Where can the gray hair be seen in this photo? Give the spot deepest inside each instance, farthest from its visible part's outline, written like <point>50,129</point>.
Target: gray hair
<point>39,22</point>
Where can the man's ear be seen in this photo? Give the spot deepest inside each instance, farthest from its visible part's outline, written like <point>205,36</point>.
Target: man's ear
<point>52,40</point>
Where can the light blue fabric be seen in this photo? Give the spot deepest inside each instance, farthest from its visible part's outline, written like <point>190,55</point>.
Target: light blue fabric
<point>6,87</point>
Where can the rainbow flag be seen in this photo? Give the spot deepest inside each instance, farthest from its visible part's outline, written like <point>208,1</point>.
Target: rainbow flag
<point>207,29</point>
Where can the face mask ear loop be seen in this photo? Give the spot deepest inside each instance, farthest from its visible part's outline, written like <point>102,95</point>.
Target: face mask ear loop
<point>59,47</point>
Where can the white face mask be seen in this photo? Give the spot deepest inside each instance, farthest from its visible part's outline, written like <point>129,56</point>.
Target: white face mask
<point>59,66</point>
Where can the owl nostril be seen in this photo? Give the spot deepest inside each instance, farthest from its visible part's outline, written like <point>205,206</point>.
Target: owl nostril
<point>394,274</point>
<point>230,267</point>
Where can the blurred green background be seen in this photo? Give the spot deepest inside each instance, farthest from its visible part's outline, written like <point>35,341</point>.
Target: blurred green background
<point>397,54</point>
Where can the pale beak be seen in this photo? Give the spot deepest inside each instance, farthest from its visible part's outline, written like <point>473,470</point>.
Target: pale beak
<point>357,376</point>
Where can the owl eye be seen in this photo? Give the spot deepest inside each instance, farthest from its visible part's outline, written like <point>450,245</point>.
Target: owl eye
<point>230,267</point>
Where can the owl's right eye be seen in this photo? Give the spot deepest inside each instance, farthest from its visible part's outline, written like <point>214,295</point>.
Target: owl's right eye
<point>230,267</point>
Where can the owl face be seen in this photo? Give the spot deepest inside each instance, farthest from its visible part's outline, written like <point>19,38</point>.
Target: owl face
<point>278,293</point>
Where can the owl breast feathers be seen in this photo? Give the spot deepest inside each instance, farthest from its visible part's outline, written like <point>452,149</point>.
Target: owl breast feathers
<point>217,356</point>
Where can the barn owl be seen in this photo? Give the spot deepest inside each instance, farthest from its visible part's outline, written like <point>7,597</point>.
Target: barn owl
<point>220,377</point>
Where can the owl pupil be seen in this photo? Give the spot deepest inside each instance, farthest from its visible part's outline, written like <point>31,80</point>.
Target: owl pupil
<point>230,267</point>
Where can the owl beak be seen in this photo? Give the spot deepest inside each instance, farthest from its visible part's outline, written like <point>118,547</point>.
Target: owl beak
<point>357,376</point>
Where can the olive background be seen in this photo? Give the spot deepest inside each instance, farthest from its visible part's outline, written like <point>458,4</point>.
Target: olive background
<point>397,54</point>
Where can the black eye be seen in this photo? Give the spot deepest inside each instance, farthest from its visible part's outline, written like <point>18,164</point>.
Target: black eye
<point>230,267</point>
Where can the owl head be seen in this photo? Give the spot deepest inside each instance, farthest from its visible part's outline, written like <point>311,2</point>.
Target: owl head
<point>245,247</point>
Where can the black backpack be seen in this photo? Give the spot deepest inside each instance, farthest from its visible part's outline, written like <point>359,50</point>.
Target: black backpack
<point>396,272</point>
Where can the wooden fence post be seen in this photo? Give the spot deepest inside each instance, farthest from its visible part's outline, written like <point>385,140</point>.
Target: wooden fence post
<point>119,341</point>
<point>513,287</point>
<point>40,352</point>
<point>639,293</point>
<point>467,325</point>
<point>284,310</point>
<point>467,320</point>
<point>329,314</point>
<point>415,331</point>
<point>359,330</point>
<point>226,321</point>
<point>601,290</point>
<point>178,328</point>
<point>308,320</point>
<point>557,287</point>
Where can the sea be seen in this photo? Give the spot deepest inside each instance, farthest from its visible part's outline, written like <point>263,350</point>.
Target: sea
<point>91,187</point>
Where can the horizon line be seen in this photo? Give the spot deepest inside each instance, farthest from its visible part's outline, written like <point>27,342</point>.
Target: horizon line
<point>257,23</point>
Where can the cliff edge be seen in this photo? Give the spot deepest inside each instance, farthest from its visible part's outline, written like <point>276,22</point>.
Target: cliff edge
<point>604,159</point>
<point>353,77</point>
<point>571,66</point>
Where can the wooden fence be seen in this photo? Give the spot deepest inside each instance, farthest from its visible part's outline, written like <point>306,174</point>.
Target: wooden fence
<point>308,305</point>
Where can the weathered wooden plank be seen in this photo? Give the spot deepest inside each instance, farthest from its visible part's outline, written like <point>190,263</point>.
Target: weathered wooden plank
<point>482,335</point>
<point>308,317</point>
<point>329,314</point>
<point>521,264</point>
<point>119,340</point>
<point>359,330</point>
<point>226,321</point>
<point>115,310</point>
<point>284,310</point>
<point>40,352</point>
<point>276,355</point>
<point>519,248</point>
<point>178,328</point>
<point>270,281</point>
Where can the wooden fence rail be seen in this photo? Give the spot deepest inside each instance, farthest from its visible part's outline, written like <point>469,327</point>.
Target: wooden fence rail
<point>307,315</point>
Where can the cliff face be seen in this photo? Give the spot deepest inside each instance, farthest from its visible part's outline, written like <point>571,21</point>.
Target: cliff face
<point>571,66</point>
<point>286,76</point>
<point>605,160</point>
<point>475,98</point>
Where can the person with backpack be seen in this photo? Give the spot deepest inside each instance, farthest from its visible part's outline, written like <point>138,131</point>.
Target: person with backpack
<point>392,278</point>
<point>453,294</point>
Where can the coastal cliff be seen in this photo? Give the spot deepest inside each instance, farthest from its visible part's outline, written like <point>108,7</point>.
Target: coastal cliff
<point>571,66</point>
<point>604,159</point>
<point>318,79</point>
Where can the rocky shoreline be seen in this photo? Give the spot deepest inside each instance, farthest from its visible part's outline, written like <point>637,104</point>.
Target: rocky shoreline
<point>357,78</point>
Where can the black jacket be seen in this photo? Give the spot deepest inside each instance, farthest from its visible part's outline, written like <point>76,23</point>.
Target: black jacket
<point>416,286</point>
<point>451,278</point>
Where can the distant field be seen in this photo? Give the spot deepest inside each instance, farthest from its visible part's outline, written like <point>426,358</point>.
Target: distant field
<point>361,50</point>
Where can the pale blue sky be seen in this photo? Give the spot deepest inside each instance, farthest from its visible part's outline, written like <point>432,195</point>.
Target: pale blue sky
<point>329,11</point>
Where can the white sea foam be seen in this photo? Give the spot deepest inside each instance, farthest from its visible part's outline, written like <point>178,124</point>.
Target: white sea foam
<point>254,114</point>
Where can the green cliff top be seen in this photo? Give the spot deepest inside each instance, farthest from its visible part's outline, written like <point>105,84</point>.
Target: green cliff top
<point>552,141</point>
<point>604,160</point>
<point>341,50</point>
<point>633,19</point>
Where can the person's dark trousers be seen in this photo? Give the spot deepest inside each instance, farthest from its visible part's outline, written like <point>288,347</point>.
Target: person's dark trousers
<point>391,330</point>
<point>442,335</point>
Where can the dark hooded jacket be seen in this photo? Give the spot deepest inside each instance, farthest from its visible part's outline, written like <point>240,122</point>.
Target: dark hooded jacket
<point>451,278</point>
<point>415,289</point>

* _Challenge_:
Please rewrite the records above, from their start through the line holding "<point>59,47</point>", inclusive. Keep every line, including those asking where each item appears, and shift each answer point's coordinates by -137 while leaving the sample points in the asking lines unchanged.

* _Reply to the exercise_:
Where can the gray hair be seen in this photo? Give the spot deepest inside each instance, farthest from its visible part's outline, written like <point>50,129</point>.
Target: gray hair
<point>-98,-115</point>
Where can the man's ear be seen in this photo? Give the spot deepest inside each instance, farthest from its visible part's outline, written like <point>205,36</point>.
Target: man's ear
<point>-85,-97</point>
Where can the light blue fabric be seen in this photo? Give the spot deepest inside each instance, farthest from its visible part's outline, written like <point>190,55</point>.
Target: light blue fabric
<point>-131,-50</point>
Where can the rainbow flag be seen in this photo? Give the spot deepest inside each instance, farthest from its visible part's outline, written like <point>208,1</point>.
Target: rainbow flag
<point>70,-108</point>
Where can the face mask ear loop be seen in this photo? Give the spot deepest inside each instance, farthest from its visible part's outline, written like <point>102,95</point>.
Target: face mask ear loop
<point>-78,-90</point>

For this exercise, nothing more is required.